Given instruction: Your task is to print every entry below exactly as given.

Given data:
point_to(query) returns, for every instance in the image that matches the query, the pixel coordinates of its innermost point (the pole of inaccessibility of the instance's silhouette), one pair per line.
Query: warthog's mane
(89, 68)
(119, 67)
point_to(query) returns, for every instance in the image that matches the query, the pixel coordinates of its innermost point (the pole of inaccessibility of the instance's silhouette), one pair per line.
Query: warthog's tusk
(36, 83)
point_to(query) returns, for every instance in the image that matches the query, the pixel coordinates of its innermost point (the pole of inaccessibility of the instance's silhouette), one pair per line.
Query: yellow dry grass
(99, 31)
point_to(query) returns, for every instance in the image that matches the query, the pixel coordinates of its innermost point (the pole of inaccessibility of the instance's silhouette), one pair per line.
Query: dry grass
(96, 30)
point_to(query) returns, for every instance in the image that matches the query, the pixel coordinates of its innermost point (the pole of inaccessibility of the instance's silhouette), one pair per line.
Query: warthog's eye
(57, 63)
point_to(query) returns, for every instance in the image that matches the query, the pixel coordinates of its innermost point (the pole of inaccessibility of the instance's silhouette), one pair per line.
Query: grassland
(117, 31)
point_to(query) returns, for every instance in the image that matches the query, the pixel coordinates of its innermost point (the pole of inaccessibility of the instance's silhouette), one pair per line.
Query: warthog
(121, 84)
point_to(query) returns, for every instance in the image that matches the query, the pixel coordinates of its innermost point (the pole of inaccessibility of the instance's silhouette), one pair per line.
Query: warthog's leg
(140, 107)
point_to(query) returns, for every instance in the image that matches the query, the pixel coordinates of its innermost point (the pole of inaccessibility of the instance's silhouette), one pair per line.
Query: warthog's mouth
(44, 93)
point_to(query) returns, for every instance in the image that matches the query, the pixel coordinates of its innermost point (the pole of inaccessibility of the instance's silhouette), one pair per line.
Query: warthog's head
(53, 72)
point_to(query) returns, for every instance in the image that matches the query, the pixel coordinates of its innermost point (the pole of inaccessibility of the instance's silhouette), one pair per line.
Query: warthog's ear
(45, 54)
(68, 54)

Finished task:
point_to(query) returns, for every instance in the image that matches the query, the pixel coordinates of its innermost point (the pole of inaccessibility of the instance's silhouette), one pair per line.
Query: warthog's mane
(89, 68)
(119, 67)
point_to(query) returns, for every instance in the image that matches the query, the pixel coordinates of its innermost point (the pole of inaccessibility of the instance's silhouette), one pair per line.
Query: warthog's tusk
(36, 83)
point_to(query) returns, for every instance in the image that matches the query, the pixel coordinates of its innermost point (the pole of inaccessibility of the instance's silhouette), one pair per line.
Query: yellow dry grass
(99, 31)
point_to(query) returns, for every instance in the image that matches the query, the pixel coordinates of its innermost point (the pole of inaccessibility of the instance's silhouette), one pair per line.
Query: dry grass
(96, 30)
point_to(query) returns, for every instance in the image that matches the query, the pixel coordinates of its innermost point (the pole of inaccessibility of the instance's silhouette), one pair per line.
Query: warthog's eye
(57, 63)
point_to(query) returns, for every instance in the image that matches the query, the pixel coordinates of its innermost point (the pole of inaccessibility of the instance's silhouette), one pair per line.
Query: grassland
(117, 31)
point_to(query) returns, for every instance in the image that matches the query, the pixel coordinates of its innermost point (the pole of inaccessibility of the instance's silhouette), one pair per line.
Query: warthog
(121, 84)
point_to(query) returns, for every instance in the image that matches the query, the pixel coordinates of its innermost point (the pole of inaccessibility of the instance's silhouette), one pair per line.
Query: warthog's leg
(140, 107)
point_to(query) returns, for every instance in the image that matches the query, the pixel coordinates of its innermost point (the pole of inaccessibility of the instance's silhouette), one pair per line.
Query: warthog's mouth
(44, 93)
point_to(query) returns, for every instance in the image that matches the query, the pixel coordinates of its innermost point (the pole of inaccessibility of the instance's silhouette), one pair per line.
Query: warthog's head
(53, 72)
point_to(query) returns, for every instance in the image that matches the query, the pixel coordinates of its innermost point (the pole of inaccessibility of the instance's silhouette), one pair per line.
Query: warthog's ear
(45, 54)
(68, 54)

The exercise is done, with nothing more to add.